▸ **DATA RECORDS**
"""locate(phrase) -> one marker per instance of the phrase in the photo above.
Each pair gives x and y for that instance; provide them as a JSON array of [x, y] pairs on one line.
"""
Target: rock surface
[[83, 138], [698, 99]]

▸ **EXERCISE DETAILS**
Please set down the lines above again, word for word and character for character.

▸ **RESPONSE TO THIS EXERCISE**
"""locate(phrase) -> one marker per instance of the phrase in the photo above.
Each pair gives x and y for that instance; provide them as a JSON array of [x, y] pairs on one line.
"""
Target: rock surface
[[83, 138], [698, 99]]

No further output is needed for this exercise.